> **EXERCISE INPUT**:
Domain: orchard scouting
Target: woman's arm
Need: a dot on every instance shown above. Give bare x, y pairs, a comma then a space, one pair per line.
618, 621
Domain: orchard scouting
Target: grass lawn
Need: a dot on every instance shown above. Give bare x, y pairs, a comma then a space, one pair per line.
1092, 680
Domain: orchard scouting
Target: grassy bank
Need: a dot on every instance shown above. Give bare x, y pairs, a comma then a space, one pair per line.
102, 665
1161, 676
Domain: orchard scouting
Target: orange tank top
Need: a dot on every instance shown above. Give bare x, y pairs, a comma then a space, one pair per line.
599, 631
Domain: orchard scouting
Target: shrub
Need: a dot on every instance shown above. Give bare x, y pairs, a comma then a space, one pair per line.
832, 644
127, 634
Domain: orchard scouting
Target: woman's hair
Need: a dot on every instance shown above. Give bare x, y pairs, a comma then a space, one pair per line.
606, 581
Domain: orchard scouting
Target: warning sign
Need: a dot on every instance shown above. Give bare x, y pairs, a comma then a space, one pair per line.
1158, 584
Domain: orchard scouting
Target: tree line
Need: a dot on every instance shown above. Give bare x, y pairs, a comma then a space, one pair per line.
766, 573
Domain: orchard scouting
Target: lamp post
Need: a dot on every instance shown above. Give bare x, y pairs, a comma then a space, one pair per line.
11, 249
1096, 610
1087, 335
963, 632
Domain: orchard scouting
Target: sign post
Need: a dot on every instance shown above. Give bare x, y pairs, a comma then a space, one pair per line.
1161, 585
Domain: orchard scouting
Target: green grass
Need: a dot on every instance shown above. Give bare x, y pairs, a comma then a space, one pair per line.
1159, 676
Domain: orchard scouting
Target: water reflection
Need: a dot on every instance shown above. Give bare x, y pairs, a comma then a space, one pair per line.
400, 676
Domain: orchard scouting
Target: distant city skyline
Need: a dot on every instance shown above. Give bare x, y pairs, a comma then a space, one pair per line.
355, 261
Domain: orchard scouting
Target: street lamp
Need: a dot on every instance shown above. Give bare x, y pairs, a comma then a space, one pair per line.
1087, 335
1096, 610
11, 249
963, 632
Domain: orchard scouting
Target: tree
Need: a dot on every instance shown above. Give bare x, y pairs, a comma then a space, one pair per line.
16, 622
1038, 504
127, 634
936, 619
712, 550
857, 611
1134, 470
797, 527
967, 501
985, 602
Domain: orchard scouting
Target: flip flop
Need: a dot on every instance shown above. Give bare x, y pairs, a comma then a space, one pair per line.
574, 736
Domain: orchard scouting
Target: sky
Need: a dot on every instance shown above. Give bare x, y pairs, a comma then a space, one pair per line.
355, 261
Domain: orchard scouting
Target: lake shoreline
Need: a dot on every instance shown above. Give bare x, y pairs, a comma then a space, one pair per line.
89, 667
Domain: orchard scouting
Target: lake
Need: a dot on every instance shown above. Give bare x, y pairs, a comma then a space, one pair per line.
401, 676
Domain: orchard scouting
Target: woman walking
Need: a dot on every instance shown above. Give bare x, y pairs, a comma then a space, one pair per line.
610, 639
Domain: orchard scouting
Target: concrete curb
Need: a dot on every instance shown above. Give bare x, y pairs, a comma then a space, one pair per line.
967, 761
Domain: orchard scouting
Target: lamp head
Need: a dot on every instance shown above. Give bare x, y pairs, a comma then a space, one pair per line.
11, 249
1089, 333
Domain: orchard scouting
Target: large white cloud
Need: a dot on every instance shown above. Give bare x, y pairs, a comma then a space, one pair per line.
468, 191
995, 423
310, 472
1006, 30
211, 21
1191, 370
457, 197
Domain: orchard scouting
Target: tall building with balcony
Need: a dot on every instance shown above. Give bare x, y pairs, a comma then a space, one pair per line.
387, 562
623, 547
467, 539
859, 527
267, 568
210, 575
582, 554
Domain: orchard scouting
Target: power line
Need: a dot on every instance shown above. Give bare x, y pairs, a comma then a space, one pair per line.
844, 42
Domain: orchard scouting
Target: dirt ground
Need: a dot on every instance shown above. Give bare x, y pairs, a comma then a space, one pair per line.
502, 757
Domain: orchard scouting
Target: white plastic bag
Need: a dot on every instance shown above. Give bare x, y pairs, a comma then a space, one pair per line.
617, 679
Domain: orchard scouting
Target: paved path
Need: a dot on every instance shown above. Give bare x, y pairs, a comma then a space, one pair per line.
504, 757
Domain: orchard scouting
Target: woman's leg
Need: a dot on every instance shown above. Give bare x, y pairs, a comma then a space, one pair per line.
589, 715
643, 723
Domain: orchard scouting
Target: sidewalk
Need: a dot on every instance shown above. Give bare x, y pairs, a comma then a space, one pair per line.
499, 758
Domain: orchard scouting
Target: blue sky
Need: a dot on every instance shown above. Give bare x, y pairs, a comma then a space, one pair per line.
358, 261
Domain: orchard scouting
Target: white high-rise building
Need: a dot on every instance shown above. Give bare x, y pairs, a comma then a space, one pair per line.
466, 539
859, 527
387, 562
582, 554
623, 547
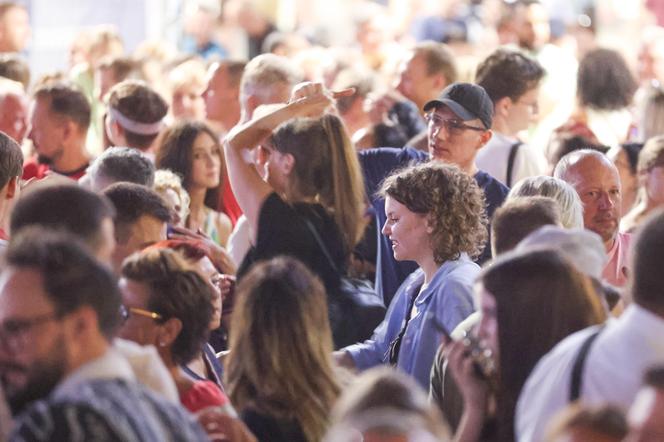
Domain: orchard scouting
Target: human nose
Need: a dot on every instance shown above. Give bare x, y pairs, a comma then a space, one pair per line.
386, 230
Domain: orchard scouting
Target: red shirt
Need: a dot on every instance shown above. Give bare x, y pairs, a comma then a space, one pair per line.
202, 395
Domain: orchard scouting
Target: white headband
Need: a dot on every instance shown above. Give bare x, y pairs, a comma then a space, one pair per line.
135, 126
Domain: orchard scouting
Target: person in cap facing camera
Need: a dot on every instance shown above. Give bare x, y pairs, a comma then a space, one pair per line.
459, 125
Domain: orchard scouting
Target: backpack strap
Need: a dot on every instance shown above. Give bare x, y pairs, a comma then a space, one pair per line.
514, 148
579, 363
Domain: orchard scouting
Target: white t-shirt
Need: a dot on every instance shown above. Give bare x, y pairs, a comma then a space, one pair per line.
613, 371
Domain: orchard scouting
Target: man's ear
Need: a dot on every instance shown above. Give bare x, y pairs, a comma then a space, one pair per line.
503, 106
12, 187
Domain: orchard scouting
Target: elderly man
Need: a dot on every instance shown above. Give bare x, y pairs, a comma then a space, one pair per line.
58, 314
603, 364
596, 180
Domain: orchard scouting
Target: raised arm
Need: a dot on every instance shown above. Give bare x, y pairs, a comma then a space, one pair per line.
249, 189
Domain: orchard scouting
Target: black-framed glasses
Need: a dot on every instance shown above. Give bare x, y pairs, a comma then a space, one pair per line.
126, 312
13, 332
452, 126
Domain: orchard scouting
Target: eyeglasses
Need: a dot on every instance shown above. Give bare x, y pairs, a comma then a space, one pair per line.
126, 312
14, 332
452, 126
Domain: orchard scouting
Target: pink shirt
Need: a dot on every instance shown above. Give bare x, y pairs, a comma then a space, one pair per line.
615, 268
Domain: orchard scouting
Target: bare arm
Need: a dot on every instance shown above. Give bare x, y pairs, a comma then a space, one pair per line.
249, 189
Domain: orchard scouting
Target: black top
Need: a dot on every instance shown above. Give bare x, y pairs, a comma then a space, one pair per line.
282, 230
269, 429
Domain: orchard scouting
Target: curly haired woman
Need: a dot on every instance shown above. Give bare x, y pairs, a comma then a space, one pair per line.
435, 217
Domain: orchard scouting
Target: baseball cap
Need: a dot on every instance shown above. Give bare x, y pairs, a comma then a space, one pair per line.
468, 101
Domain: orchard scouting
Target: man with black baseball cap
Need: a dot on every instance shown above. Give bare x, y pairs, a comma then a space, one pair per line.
459, 125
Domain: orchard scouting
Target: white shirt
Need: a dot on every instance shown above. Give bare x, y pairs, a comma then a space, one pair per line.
493, 158
613, 372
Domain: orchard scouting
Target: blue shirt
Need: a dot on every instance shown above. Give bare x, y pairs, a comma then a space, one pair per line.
379, 163
447, 300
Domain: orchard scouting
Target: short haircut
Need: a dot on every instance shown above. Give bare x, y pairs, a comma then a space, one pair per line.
651, 155
176, 291
604, 80
139, 102
569, 203
567, 162
438, 59
519, 217
11, 159
647, 284
15, 68
607, 420
67, 101
264, 71
72, 277
63, 207
123, 164
508, 73
133, 201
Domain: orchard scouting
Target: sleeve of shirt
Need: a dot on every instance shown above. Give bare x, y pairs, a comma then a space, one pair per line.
374, 351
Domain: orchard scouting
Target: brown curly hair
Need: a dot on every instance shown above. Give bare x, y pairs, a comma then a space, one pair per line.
451, 200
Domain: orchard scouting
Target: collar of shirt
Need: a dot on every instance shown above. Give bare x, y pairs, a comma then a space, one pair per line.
112, 365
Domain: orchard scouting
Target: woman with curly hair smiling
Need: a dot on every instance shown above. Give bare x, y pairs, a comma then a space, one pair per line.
435, 217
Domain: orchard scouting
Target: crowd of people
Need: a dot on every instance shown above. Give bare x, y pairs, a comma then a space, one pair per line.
426, 236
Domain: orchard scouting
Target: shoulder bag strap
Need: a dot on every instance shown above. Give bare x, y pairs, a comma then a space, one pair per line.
514, 148
579, 364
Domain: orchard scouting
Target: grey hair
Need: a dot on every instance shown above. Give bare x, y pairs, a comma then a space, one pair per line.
571, 208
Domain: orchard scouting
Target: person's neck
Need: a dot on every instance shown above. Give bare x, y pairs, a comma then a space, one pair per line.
197, 198
500, 125
90, 351
429, 267
73, 158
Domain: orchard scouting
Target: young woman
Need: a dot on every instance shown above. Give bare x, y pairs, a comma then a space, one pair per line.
169, 305
190, 149
312, 186
435, 217
279, 373
650, 176
529, 302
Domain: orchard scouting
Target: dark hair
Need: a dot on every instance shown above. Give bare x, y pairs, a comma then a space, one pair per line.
176, 291
139, 102
507, 73
133, 201
176, 154
452, 202
438, 59
66, 101
654, 377
647, 283
72, 278
11, 159
123, 164
519, 217
538, 290
604, 81
15, 68
64, 207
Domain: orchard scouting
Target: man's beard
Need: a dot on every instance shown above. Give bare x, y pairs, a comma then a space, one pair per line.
41, 378
42, 159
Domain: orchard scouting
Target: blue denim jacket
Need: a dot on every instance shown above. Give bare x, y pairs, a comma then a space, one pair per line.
448, 299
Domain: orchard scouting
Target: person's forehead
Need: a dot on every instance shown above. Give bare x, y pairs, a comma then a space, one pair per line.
22, 293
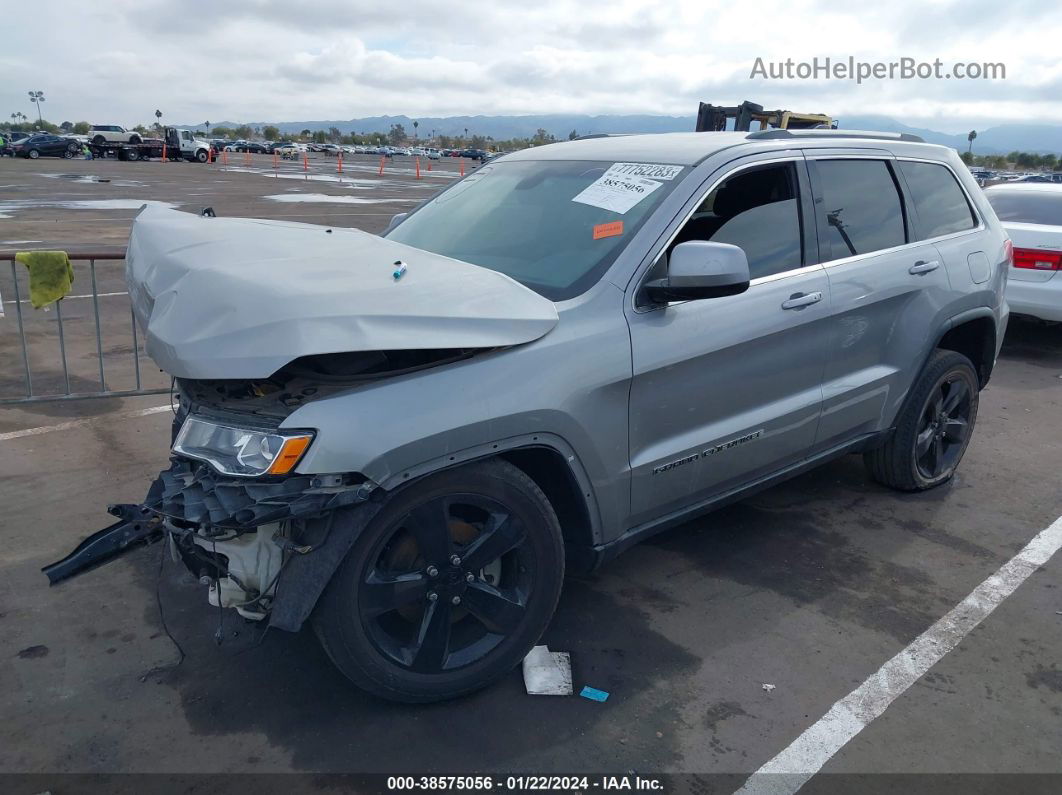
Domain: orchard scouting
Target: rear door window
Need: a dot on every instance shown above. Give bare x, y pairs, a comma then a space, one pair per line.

> **TASK STATEMENT**: Copy the lines above exactly, beginning at the line that has "Target: white plastic bag" and stopping after the line that has "Target: blue sky", and omit the rest.

> **SOLUTION TO THE EXERCISE**:
Target: white plastic bag
Need: a dot on every instance shown above. Give bare x, y pairs, a comma then a space, one pair per line.
617, 679
Domain: orchard scouting
Target: paved path
Need: a dot on every instance shown above. Give bare x, y pairs, a comma then a space, one pair per line.
504, 757
Domain: orchard scouting
Target: woman's leg
Need: a dot on every instance shown above. Give bare x, y pairs, a comma then a space, one pair per line.
589, 715
643, 723
Domain: orchard scouting
Target: sidewalk
Need: a dot on every instance shown above. Give bare x, y pairs, a comma then a space, one pair per line.
499, 758
Domain: orchard scouting
Target: blue sky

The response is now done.